— start RECORDS FOR PROCESSING —

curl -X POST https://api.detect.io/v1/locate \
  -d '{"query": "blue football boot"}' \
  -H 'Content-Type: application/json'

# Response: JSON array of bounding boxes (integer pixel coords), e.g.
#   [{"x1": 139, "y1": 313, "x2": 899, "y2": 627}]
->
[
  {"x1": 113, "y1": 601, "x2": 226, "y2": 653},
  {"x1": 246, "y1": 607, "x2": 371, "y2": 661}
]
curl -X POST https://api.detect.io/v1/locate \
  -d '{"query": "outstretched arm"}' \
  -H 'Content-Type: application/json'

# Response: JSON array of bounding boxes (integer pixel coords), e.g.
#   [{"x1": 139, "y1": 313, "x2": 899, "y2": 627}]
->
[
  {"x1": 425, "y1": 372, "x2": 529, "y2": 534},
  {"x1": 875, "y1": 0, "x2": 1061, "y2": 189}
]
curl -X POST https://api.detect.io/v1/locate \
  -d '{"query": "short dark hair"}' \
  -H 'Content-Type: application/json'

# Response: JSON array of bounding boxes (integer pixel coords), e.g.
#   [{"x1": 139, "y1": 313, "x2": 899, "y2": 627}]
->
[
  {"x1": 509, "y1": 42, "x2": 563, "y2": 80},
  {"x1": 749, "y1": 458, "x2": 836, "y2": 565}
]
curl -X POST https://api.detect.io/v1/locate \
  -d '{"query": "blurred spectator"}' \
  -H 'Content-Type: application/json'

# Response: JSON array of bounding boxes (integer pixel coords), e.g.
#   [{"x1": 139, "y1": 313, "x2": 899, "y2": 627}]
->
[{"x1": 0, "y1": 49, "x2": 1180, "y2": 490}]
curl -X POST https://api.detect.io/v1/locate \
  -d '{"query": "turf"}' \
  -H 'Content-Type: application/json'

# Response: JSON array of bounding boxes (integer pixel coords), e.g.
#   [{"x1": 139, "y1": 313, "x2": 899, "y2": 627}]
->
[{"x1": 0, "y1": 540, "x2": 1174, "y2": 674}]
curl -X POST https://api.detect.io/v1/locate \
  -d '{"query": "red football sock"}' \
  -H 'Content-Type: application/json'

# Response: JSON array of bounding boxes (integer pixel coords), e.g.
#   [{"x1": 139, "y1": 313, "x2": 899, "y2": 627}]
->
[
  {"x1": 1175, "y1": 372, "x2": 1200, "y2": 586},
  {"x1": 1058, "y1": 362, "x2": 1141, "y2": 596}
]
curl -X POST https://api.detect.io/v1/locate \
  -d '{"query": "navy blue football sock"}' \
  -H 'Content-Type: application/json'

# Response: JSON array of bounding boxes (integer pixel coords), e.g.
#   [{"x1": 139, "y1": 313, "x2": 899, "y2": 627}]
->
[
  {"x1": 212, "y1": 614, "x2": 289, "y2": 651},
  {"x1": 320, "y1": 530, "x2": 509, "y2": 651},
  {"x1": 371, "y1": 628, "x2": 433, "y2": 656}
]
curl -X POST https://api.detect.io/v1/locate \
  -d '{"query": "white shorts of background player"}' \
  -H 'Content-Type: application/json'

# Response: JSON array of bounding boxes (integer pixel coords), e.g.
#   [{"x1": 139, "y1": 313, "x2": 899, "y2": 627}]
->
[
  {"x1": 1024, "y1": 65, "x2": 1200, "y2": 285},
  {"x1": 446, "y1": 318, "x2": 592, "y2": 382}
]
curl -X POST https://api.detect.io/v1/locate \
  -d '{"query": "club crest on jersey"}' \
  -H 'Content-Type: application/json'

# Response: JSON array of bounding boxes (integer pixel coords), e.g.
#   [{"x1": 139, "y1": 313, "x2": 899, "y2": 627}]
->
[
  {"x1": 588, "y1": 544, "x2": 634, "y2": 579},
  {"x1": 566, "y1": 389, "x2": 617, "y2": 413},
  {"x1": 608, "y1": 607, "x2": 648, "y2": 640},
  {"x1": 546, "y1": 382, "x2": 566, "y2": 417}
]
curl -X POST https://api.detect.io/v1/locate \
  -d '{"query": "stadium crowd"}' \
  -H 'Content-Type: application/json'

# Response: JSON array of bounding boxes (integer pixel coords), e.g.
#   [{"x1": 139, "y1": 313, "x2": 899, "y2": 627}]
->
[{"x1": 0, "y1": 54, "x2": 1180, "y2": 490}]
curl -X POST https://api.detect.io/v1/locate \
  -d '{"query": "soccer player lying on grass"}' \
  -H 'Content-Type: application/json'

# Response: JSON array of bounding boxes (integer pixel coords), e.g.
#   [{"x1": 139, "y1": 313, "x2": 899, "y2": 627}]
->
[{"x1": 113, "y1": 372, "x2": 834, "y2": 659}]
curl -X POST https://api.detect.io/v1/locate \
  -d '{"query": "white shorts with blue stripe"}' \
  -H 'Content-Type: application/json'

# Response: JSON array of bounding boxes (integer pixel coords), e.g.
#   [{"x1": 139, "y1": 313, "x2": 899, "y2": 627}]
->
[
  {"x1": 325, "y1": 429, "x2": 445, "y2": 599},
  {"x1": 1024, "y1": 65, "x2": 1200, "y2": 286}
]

— end RECORDS FOR PROCESSING —

■ **YOUR GOAL**:
Find every line in the rows above that contains the word "sock" and copy each one. Matching is case-sensitive.

■ **EXERCISE RESPONSE**:
  -d '{"query": "red football sock"}' \
  -d '{"query": "navy blue football sock"}' \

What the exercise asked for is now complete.